§ **To do**: Write out the listing word for word, starting at the line with "Phrase: branch with red leaves" and continuing through its final line.

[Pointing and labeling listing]
⟨

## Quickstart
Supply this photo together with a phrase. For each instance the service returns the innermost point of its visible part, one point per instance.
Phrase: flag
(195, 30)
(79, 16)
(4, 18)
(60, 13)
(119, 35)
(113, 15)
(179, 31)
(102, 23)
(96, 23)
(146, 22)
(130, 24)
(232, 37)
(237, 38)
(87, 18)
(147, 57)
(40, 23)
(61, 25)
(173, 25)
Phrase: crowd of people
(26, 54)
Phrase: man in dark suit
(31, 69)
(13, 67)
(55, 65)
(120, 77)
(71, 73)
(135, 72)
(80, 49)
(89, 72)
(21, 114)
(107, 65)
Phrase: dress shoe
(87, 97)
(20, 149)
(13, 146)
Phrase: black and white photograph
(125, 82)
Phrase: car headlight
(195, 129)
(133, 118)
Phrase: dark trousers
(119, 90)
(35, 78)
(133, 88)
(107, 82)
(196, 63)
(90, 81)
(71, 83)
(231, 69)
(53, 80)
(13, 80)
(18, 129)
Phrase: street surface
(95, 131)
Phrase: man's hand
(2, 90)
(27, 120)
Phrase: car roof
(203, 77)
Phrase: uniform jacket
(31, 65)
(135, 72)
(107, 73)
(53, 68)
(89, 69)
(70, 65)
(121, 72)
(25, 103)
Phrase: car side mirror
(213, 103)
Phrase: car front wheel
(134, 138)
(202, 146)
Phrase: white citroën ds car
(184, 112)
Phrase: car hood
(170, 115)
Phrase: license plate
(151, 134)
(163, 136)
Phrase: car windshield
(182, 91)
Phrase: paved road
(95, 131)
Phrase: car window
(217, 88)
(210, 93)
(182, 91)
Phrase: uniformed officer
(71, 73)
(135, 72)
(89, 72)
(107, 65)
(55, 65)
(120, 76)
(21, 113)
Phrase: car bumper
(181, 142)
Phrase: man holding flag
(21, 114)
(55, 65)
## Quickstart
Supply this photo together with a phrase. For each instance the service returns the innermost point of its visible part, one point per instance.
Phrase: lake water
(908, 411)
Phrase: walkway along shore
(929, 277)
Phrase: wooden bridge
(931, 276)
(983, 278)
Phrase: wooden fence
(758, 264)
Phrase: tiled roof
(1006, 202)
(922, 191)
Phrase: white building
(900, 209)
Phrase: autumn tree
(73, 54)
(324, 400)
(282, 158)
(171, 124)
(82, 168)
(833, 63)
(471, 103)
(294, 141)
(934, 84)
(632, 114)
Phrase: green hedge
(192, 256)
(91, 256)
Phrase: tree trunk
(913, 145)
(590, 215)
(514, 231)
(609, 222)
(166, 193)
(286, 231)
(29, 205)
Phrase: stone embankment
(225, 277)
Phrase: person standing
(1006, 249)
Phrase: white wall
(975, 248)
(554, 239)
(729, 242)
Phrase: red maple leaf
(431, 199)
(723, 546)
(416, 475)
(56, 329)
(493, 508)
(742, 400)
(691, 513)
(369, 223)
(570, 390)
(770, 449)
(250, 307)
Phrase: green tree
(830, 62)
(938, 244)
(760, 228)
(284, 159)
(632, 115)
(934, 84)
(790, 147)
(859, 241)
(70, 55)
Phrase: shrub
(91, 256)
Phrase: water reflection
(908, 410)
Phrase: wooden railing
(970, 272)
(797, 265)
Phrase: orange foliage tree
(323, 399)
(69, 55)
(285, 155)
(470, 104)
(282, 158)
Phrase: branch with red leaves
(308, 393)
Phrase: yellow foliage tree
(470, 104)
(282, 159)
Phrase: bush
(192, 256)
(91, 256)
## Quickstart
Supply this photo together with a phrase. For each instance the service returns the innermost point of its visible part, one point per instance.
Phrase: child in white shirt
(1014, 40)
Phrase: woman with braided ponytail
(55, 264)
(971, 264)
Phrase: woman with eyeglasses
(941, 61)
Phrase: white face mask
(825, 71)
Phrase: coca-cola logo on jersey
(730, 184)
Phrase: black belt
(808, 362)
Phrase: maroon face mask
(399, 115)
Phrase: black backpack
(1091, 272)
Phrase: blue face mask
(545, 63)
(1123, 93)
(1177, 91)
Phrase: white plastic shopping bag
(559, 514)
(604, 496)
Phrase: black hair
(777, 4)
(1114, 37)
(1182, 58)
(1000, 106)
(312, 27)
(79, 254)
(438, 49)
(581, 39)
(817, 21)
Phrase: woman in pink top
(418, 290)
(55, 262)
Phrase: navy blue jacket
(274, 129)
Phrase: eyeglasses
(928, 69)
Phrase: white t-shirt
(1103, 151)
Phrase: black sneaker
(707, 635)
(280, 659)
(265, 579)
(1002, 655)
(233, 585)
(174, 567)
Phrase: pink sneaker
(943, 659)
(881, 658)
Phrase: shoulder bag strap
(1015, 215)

⟩

§ **Reply to the exercise**:
Phrase: branch with red leaves
(308, 393)
Phrase: yellow foliage tree
(470, 104)
(282, 159)
Phrase: bush
(192, 256)
(91, 256)
## Quickstart
Supply this photo together with a phrase. For each instance the service returns the innermost point of its visible part, one point per instance.
Phrase: child in white shirt
(1014, 40)
Phrase: woman with braided ponytail
(55, 264)
(971, 264)
Phrase: woman with eyeglasses
(941, 61)
Phrase: white face mask
(825, 71)
Phrase: coca-cola logo on jersey
(730, 184)
Phrase: black belt
(808, 362)
Phrase: maroon face mask
(399, 115)
Phrase: black backpack
(1091, 272)
Phrase: blue face mask
(545, 63)
(1123, 93)
(1177, 91)
Phrase: white plastic shopping bag
(559, 514)
(604, 496)
Phrase: black hair
(777, 4)
(1114, 37)
(1182, 58)
(1000, 106)
(312, 27)
(79, 254)
(438, 49)
(581, 39)
(817, 21)
Phrase: woman in pink top
(418, 290)
(55, 262)
Phrase: navy blue jacket
(274, 129)
Phrase: eyeglasses
(928, 69)
Phrase: white t-shirt
(1103, 151)
Phrase: black sneaker
(707, 635)
(280, 659)
(265, 579)
(1002, 655)
(233, 585)
(174, 567)
Phrase: pink sneaker
(943, 659)
(881, 658)
Phrase: shoulder bag strap
(1015, 215)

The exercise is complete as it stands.